• [Exercise brief]: Copy all of the material below, swapping every "pixel coordinates" for "pixel positions" and keeping everything else as it is. Leave the pictures out of your copy.

/---

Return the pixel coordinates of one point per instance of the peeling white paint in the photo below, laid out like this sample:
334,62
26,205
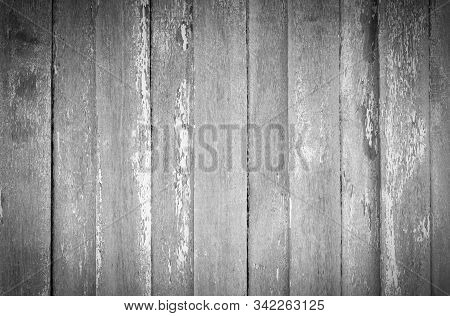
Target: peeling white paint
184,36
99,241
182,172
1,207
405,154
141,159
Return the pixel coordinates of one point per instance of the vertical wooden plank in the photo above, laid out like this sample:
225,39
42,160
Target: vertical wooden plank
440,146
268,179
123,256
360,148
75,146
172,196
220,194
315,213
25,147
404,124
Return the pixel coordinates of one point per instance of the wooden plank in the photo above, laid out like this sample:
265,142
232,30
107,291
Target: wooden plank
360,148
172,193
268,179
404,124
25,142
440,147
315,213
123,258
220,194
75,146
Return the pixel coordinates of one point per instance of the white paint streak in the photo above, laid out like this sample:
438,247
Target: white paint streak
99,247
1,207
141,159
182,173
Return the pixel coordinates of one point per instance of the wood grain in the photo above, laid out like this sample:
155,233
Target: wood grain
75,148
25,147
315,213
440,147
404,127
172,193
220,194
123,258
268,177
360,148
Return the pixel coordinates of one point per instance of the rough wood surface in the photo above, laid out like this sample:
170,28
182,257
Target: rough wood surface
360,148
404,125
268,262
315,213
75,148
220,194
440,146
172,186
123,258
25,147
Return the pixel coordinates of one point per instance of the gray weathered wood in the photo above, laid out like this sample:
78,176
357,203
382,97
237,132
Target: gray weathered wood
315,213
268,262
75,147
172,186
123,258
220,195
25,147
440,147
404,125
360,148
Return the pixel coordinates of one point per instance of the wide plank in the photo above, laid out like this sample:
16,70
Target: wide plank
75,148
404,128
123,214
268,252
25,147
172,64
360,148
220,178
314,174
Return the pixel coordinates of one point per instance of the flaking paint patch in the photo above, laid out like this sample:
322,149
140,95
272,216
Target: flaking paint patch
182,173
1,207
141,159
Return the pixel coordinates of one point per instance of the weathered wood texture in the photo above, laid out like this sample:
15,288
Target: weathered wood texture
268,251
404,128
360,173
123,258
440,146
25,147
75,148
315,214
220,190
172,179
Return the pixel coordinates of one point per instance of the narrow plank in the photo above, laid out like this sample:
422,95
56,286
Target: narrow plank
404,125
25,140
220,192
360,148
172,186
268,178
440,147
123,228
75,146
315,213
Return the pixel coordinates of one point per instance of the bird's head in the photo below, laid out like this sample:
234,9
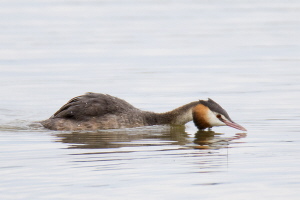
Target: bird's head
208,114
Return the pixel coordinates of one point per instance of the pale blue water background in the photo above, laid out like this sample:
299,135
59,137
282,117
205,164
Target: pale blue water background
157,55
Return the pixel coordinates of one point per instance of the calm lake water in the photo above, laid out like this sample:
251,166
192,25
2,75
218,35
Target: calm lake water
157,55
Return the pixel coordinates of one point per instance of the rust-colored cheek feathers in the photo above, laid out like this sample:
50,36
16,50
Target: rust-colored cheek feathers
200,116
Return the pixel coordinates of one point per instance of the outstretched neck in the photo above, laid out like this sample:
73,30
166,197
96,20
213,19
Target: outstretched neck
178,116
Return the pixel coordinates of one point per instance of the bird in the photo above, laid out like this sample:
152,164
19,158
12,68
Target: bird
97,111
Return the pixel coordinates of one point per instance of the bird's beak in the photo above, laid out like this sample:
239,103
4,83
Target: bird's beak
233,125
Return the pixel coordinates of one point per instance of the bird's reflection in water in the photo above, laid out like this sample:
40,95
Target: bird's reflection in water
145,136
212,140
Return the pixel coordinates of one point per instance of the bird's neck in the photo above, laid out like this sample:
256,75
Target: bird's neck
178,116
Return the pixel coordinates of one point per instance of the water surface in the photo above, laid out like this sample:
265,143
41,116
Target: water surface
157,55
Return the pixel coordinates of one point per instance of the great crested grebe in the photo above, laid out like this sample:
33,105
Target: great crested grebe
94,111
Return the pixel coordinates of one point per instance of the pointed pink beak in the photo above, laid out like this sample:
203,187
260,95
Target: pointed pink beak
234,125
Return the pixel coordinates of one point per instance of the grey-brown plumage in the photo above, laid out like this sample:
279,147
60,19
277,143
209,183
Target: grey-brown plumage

\---

• [Final answer]:
Return the pixel positions of one point per instance of the peeling white paint in the photo below, laid out like this sample:
334,62
26,205
Target: peeling white paint
184,36
99,241
182,172
1,207
405,154
141,159
Return the pixel positions of one point per instance of the vertical wooden plank in the photo above, laid out like this sample:
225,39
42,160
Target: vertical wooden plank
440,146
268,179
123,256
360,148
75,146
172,196
220,194
315,213
25,147
404,124
Return the pixel positions of one point per instance of the wooden plank in the photo above, laid out like this sample:
265,142
232,30
107,291
Target: wooden plank
360,148
172,193
268,179
404,124
25,142
440,147
315,213
123,258
220,194
75,146
Return the pixel positions of one point per instance of the white paint streak in the photo above, laid out like this sample:
438,247
Target: white paint streak
99,247
1,207
141,159
182,173
Return the pixel positions of one point per instance of the wood grain in the photo above, laid out like this sample:
155,233
Target: wood grain
75,148
25,147
315,213
440,147
404,127
172,193
220,194
123,258
268,177
360,148
Return the pixel positions of one point per instance of the rough wood surface in the photo above, laid out like this sample:
170,28
182,257
Target: rough wood surface
360,148
404,125
268,262
315,213
75,148
220,194
440,146
172,186
123,258
25,147
Return the pixel positions of one point per instance of the gray weathered wood in the photo above, laid out like this sample:
78,176
357,203
382,97
237,132
Target: gray weathered wood
315,213
268,262
75,147
172,186
123,258
220,195
25,147
440,147
404,125
360,148
Return the pixel positions of one point per instance of the wide plank in the photo above, laid out like this sample:
16,70
Target: wide plank
75,148
404,128
123,214
268,252
25,147
172,64
360,148
220,178
314,174
Return the pixel positions of one point per instance of the flaking paint patch in the photo above, laid out like this sample:
322,149
140,95
272,216
Target: flaking paint patch
182,173
1,207
141,159
Return the pixel positions of one point per instance of the weathered wood texture in the photo above, laid out like this sample:
15,288
Target: weathered wood texture
268,251
404,128
360,173
123,258
440,146
25,147
75,148
315,214
220,190
172,179
Return the pixel positions of one point per instance of the narrow plank in the photo above, laid out like this sample:
422,95
56,286
Target: narrow plank
404,125
25,140
220,192
360,148
172,186
268,178
440,147
123,228
75,146
315,213
Return the pixel positions of one point per instance of the bird's head in the photo below, laid out like this sample:
234,9
Target: bird's head
208,114
Return the pixel positions of one point per instance of the pale blue water background in the photo above, laid out like this sample:
299,135
59,137
282,117
205,164
Target: pale blue water background
157,55
Return the pixel positions of one point per instance of the calm lake water in the photo above, laid out like this sample:
251,166
192,25
2,75
218,35
Target: calm lake water
157,55
Return the pixel positions of one point per instance of the rust-colored cheek feathers in the photo above, laid out like this sample:
50,36
16,50
Target: rust-colored cheek feathers
200,116
Return the pixel positions of one point per instance of the outstretched neck in the photo above, laid out like this sample:
73,30
166,197
96,20
213,19
Target: outstretched neck
178,116
Return the pixel positions of one point per instance of the bird in the photo above, laid out like this sample:
152,164
19,158
12,68
Target: bird
97,111
Return the pixel positions of one point per instance of the bird's beak in the photo above, laid out like this sample:
239,103
4,83
Target: bird's beak
233,125
Return the pixel positions of one point per instance of the bird's reflection in water in the photo above, laid out like this sample:
40,95
Target: bird's reflection in water
145,136
212,140
Return the pixel positions of one point per instance of the bird's neck in the photo above, laid out like this sample:
256,75
Target: bird's neck
178,116
Return the pixel positions of one point per instance of the water surface in the photo above, laid out like this sample:
265,143
41,116
Target: water surface
157,55
Return the pixel positions of one point per instance of the great crested grebe in the photo above, laid out like this sample:
33,105
Target: great crested grebe
94,111
Return the pixel positions of one point per instance of the pointed pink beak in the photo above, laid out like this sample:
203,187
260,95
Target: pointed pink beak
234,125
Return the pixel positions of one point per instance of the grey-brown plumage in the photo above, laid out like this sample:
279,147
60,19
277,143
209,183
Target: grey-brown plumage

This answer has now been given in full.